## EXCERPTED TEXT
It's no secret that as each presidential election year nears, as candidates start flocking to the farm state Iowa to compete for voters' favor in a crucial early balloting, that extra-special respect must be paid to the idea of producing liquid fuels from grains. But why would an essentially routine and minor matter like that stall what is supposed to be a landmark bill?

The answer, in a nutshell, is that the law, assuming it soon makes it to the president's desk for signature (if it has not done so already), is nobody's idea of what a comprehensive energy law should really look like. It's a patchwork of complicated compromises that satisfies hardly anybody's main concern, whether the worry is dependence on foreign oil, the need for innovative energy technology, or environmental degradation and climate change.

Nevertheless, the energy bill also is one of the few really important laws to have emerged in the last two decades from the chronically gridlocked U.S. political system and, if signed into law, will be for better or worse the main force shaping policy for years to come. And the bill does do some things that are long overdue. The one part of it that seems sure to survive any last-minute log-rolling and pork-barreling is the electricity section: it gives, at long last, the North American Electric Reliability Council (NERC, Princeton, N.J.), the utility industry's self-regulating organization, the authority the council has sought since the Western-grid blackouts of 1996 to make its regulations legally binding on members. Organizations trying to bolster the country's thin-stretched transmission grid get some help, and such organizations may be easier to form with the repeal of a 1936 utility law deemed obsolete in the new world of electricity competition. The bill also seems, on balance, to leave the Federal Energy Regulatory Commission (FERC, Washington, D.C.) with the powers it needs to muscle utilities into regional organizations capable of implementing and enforcing NERC's rules.

A poor advance billing

More than five years in the making, various versions of the energy bill had repeatedly got stuck in committee or were able to survive one chamber's scrutiny but not the other's. The bill finally got moving in earnest in mid-summer, when Senate Republicans took everybody by surprise and agreed to accept as their working version a draft the Democrats had proposed when they had control of the Senate two years earlier. With gasoline and natural gas prices rising sharply during the summer, while situations in the Middle East deteriorated, the Senate Republicans evidently concluded it would be politically dangerous to allow a perception of inaction on energy to fester. The Northeast-Midwest electricity blackout of 14 August naturally added to the general sense of emergency.

Yet, as that sense of urgency became more acute, expectations also rose, without being fulfilled. Perhaps that is why the bill was so thoroughly derided and dismissed on its way to the White House. On 14 April, after the House passed its draft, The New York Times denounced it as "uninspired." Its editorial that day took the House to task for allocating only about one-third of US $18 billion in tax breaks to conservation and renewables and for failing to require improved vehicle fuel efficiency. On 12 May, the Times ridiculed the Senate version for doing nothing about global warming, except for placing "an expensive and chancy bet on nuclear power" [for a comparison of the two drafts, see chart].

Meanwhile, the bill was faring no better among the Times 's ideological opposites, downtown in the editorial offices of The Wall Street Journal . On 20 June, the Journal complained that in "three years of massaging an energy bill, Congress has debated everything under the sun (and the sun too, for that matter)" without addressing "the one serious energy problem we now have," namely a shortage of natural gas.

(Part of a data file)
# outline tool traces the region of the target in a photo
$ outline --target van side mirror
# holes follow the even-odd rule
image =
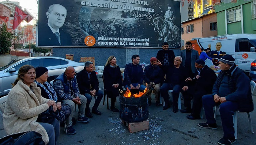
[[[16,71],[16,69],[14,68],[11,68],[9,70],[9,71],[8,71],[9,73],[10,74],[11,74],[12,72],[14,72],[15,71]]]

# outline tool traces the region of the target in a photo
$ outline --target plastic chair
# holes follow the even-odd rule
[[[256,86],[256,84],[253,81],[251,81],[250,83],[251,91],[252,91],[252,93],[255,88],[255,86]],[[219,106],[215,106],[215,111],[214,112],[214,118],[216,118],[216,112],[217,111],[217,109],[219,109]],[[235,133],[234,134],[235,136],[235,138],[236,140],[237,139],[237,114],[238,112],[240,112],[240,111],[237,111],[234,113],[234,115],[233,115],[233,123],[234,124],[234,128],[235,129]],[[248,119],[249,121],[249,124],[250,124],[250,126],[251,127],[251,132],[252,133],[254,133],[253,132],[253,128],[252,126],[252,119],[251,118],[251,115],[250,114],[249,112],[246,112],[247,113],[247,115],[248,116]]]
[[[172,92],[173,90],[170,90],[168,91],[168,92],[169,93],[172,93]],[[182,96],[182,94],[181,94],[181,92],[180,92],[180,93],[179,94],[179,98],[178,99],[178,108],[179,110],[181,110],[181,96]],[[173,101],[173,97],[172,97],[172,100]],[[162,97],[162,95],[160,95],[160,104],[162,104],[162,102],[163,102],[163,106],[164,106],[165,105],[165,102],[164,100],[163,100],[163,97]]]

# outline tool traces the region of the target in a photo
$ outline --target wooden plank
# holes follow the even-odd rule
[[[126,123],[129,130],[131,133],[149,129],[149,120],[148,119],[140,122]]]

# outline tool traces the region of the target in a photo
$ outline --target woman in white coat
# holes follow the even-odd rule
[[[59,122],[56,118],[50,124],[37,122],[38,115],[55,102],[41,96],[40,88],[34,82],[35,68],[22,66],[8,94],[3,114],[4,130],[7,134],[34,131],[42,135],[45,144],[54,145],[59,134]]]

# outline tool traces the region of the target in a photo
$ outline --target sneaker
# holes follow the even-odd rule
[[[218,143],[221,145],[231,145],[235,142],[236,142],[236,139],[234,138],[232,139],[228,139],[223,137],[218,141]]]
[[[67,128],[67,132],[68,134],[73,135],[76,133],[76,131],[72,125]]]
[[[216,123],[213,124],[208,124],[207,122],[198,124],[198,126],[202,128],[210,128],[212,129],[218,129],[217,124]]]
[[[87,122],[90,120],[89,118],[86,118],[85,117],[78,117],[77,118],[77,122],[79,122],[79,123],[81,123],[81,122],[83,122],[83,123],[86,123]]]

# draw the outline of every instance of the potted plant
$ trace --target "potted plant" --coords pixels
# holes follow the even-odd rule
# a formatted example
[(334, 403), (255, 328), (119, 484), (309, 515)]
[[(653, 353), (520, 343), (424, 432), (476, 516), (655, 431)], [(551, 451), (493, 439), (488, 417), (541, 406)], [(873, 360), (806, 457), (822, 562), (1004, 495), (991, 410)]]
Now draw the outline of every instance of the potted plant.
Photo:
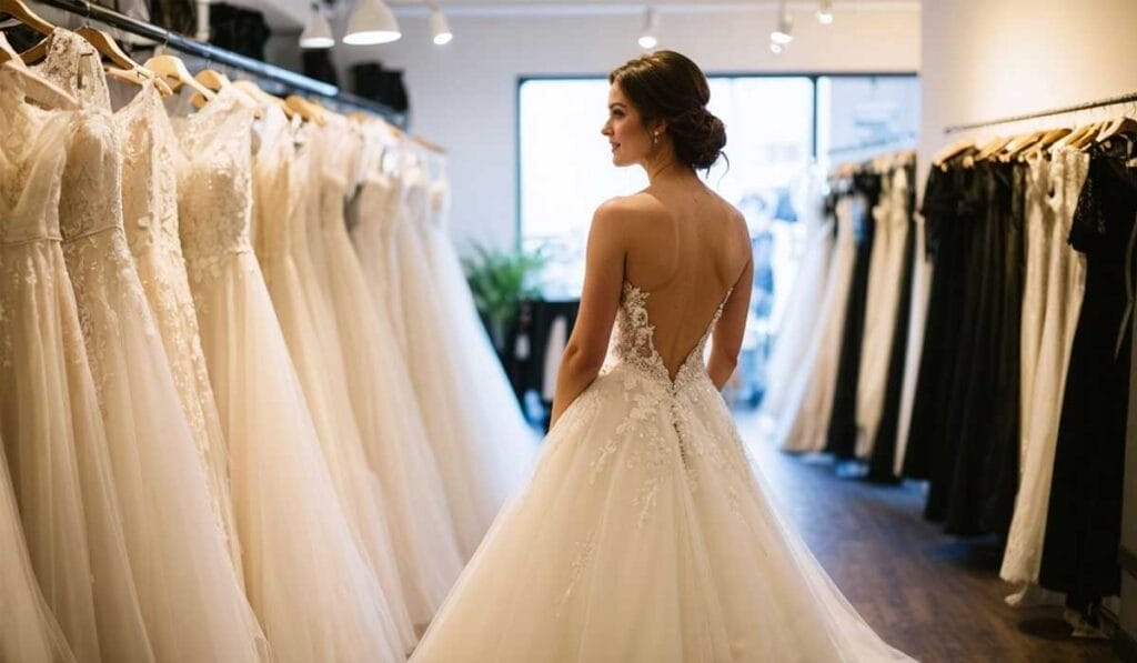
[(505, 351), (506, 337), (521, 303), (540, 296), (538, 277), (545, 262), (540, 250), (503, 251), (476, 242), (462, 257), (474, 304), (499, 355)]

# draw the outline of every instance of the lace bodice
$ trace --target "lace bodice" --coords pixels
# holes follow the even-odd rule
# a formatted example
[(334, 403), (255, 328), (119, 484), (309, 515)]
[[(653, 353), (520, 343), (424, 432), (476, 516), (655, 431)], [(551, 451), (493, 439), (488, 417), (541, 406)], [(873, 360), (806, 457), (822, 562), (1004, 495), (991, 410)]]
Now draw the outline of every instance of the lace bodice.
[(254, 111), (239, 94), (225, 88), (175, 125), (185, 156), (177, 210), (191, 279), (215, 272), (232, 254), (252, 250)]
[(98, 51), (57, 28), (38, 71), (80, 100), (59, 197), (59, 230), (70, 241), (122, 227), (119, 143)]
[(647, 376), (650, 382), (665, 387), (669, 391), (673, 392), (681, 390), (692, 382), (707, 380), (703, 354), (707, 340), (719, 323), (723, 306), (730, 299), (730, 291), (727, 292), (727, 296), (715, 309), (699, 342), (679, 366), (674, 380), (672, 380), (671, 373), (663, 362), (663, 357), (655, 349), (655, 325), (648, 320), (647, 313), (649, 295), (649, 292), (644, 292), (630, 281), (624, 281), (620, 310), (616, 312), (616, 322), (612, 330), (612, 340), (608, 343), (608, 358), (605, 362), (605, 371), (612, 372), (620, 366), (628, 366), (637, 373)]
[(177, 230), (177, 136), (153, 85), (115, 114), (123, 141), (123, 221), (131, 252), (150, 246), (181, 262)]
[(72, 118), (27, 103), (19, 77), (0, 69), (0, 243), (59, 239), (61, 142)]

## WHAT YOU NEED TO DO
1) From the energy bill article, return the passage starting with "A poor advance" and going on through "sense of emergency.".
2) According to the energy bill article, why did the Senate Republicans agree in mid-summer to work from the draft the Democrats had proposed two years earlier? Answer in one to three sentences.
3) List every date in the energy bill article that is given as a day and a month.

## WRITTEN RESPONSES
1)
A poor advance billing

More than five years in the making, various versions of the energy bill had repeatedly got stuck in committee or were able to survive one chamber's scrutiny but not the other's. The bill finally got moving in earnest in mid-summer, when Senate Republicans took everybody by surprise and agreed to accept as their working version a draft the Democrats had proposed when they had control of the Senate two years earlier. With gasoline and natural gas prices rising sharply during the summer, while situations in the Middle East deteriorated, the Senate Republicans evidently concluded it would be politically dangerous to allow a perception of inaction on energy to fester. The Northeast-Midwest electricity blackout of 14 August naturally added to the general sense of emergency.

2) Gasoline and natural gas prices were rising sharply and situations in the Middle East were deteriorating. The Senate Republicans evidently concluded that letting a perception of inaction on energy fester would be politically dangerous.

3)
14 August
14 April
12 May
20 June